#### [TEXT TO READ]
---+---

Submissions by the Defence

  1. The Defence submitted that the UK Sentencing Council Guidelines for Rape of a Child under 13 are relevant to these proceedings.
  2. It was submitted that the offences for which the Defendant pleaded guilty, fall within “[7]Harm Category 2” given that children were particularly vulnerable due to extreme youth and personal circumstances. It was also conceded that the offending falls within “Culpability A[8] as the Defendant was in a position of trust as the pastor of the Salvation Army Church which the victims and their families attended. That trust was breached in the commission of the offences. There was also evidence of grooming with respect to S.P and D.R.
  3. The Defence submitted that, if the Court determines that the offences fall within Culpability A-Category 2, the starting point is 13 years custody with a category range of 11-17 years.
  4. The Defence identified the following aggravating factors:
  1. Ejaculation
  2. Location of the offence
  3. The presence of other children (both victims present)
  1. The mitigating factors were identified as:
  1. The Defendant has no previous convictions
  2. Good character, as referenced is the pre-sentence report
  1. The Defence submitted that the Defendant pleaded guilty at the earliest opportunity and that this saved the victims from having to testify at trial and from the likely distress this may have caused. In the circumstances a one- third discount on sentence is appropriate for such pleas.

Victim Impact Statement

  1. As a result of being one of the victims in this case, S.P has been separated from her family and placed in a safer environment. This aspect has apparently had the most devastating effect on her. She blames “Captain Miller” who was her Godfather, an indication of the high regard in which he was held by her family.
  2. S.P says that she feels bad about what happened and “want Captain Miller to know that he is a bad person and need to stay in prison for the rest of his life because I do not want this to ever happen to any other child”[9]
  3.  S.P, who has been receiving counselling, says she is often sad and has trust issues, especially around men. However, she feels safer knowing that the Defendant is in prison. In summary and in her own words S. P said: “ I want Captain Miller to stay in Jail forever, I believe Captain Miller is a danger, he should remain in prison for a long time because of the things he has taken away from me.”[10]
  4.   D.R. opted not to write a victim impact statement but shared that she feels terrible about what transpired.[11]

Pre-Sentence Report

  1. The Pre-Sentence Report disclosed that the Defendant is 48 years old, was raised in a good home, his father was an Assistant Commissioner of Police and His mother a school principal. He spent the majority of his formative years attending Church and categorized his childhood in positive terms.
  2. The Defendant who is married, received a high school diploma at North Georgetown High School in Guyana, He attended the Salvation Army Training College in Jamaica, where he completed several training courses including “Safe & Sound,” a program designed for the protection of children and vulnerable adults. He also enrolled in the Jamaican Theological Collage where he pursued a Bachelor’s Degree in Theology.
  3. Family members and colleagues of the Defendant expressed shock at his involvement in the current offences. The Salvation Army Divisional commander described his actions as “totally out of character”, and noted that “grown adults interfering with children cannot be taken lightly”.

---+---

#### [DATA SECTION]
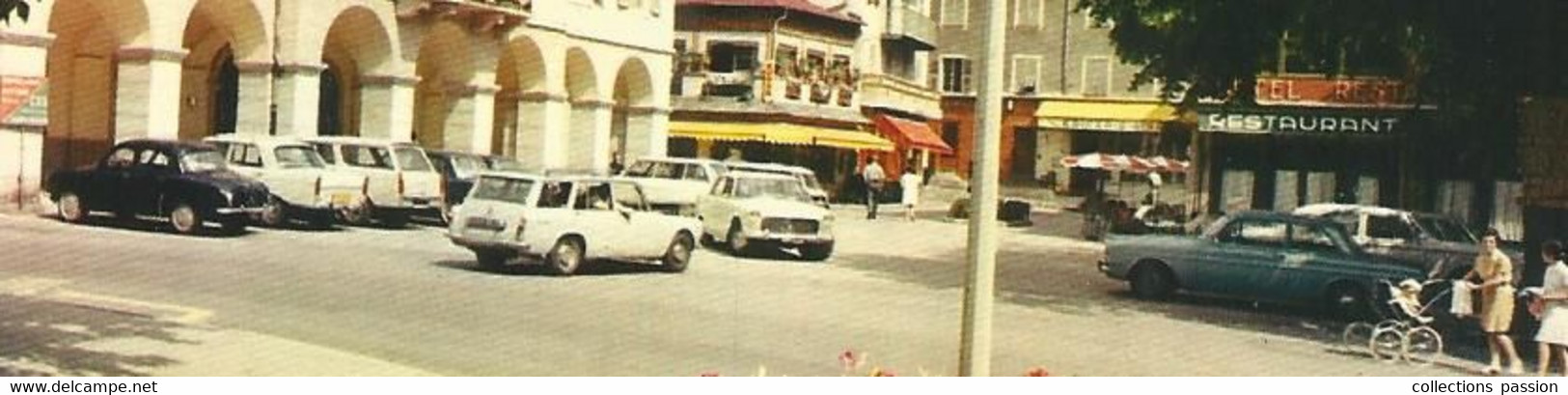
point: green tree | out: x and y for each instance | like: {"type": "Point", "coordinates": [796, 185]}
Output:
{"type": "Point", "coordinates": [17, 8]}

---+---

#### [TASK DESCRIPTION]
In the sentencing excerpt, what starting point did the Defence say applies if the offences fall within Culpability A-Category 2?

#### [CORRECT OUTPUT]
13 years custody, with a category range of 11-17 years.